INSTRUCTION: Find each line in the entries below that contains the word "tray" and copy those lines out. Case counts when matching.

RECORD SET:
☆ ☆ ☆ ☆ ☆

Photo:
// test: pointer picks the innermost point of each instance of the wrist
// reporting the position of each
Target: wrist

☆ ☆ ☆ ☆ ☆

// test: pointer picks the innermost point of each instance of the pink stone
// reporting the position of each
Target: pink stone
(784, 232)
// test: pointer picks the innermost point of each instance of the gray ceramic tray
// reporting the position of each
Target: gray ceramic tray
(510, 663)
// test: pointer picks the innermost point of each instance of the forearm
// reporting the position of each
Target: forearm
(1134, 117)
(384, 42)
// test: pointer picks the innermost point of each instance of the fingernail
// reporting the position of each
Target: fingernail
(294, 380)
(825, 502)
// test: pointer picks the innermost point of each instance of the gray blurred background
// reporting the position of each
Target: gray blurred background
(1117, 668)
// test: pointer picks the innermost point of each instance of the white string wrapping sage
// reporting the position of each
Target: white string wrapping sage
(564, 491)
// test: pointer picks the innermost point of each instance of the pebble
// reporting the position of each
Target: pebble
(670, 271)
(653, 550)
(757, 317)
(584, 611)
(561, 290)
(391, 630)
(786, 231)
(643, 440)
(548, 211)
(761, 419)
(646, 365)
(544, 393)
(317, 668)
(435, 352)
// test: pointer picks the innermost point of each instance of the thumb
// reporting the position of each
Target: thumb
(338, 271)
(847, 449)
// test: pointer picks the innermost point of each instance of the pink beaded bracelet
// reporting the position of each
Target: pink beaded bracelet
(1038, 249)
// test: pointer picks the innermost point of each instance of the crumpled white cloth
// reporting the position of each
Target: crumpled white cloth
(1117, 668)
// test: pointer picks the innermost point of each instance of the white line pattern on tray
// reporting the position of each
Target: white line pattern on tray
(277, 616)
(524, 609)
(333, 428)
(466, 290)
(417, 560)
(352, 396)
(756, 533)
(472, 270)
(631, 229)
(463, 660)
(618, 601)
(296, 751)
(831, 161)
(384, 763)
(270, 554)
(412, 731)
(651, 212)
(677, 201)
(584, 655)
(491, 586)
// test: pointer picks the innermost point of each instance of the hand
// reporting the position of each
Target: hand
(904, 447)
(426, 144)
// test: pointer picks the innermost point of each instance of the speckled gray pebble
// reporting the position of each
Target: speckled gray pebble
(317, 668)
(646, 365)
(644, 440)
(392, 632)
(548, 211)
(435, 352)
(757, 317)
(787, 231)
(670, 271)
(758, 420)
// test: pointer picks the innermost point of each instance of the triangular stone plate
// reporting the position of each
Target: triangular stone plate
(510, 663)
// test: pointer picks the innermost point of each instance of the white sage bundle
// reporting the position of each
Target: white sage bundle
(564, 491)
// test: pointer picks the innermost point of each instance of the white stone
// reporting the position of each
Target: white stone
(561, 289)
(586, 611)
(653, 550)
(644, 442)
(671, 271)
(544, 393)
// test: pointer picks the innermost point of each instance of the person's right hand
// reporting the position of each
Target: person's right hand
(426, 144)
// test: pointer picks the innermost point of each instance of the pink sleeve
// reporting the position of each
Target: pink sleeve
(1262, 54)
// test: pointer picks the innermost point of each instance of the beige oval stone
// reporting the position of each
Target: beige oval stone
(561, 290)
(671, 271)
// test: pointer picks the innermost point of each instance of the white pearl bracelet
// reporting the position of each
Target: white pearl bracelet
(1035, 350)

☆ ☆ ☆ ☆ ☆

SOLUTION BELOW:
// test: pointer picks the innermost point of each instance of the gray ceramic tray
Target: gray ceramic tray
// test: pointer picks the innermost point of each instance of the white line pattern on tray
Target: white line pattern on tray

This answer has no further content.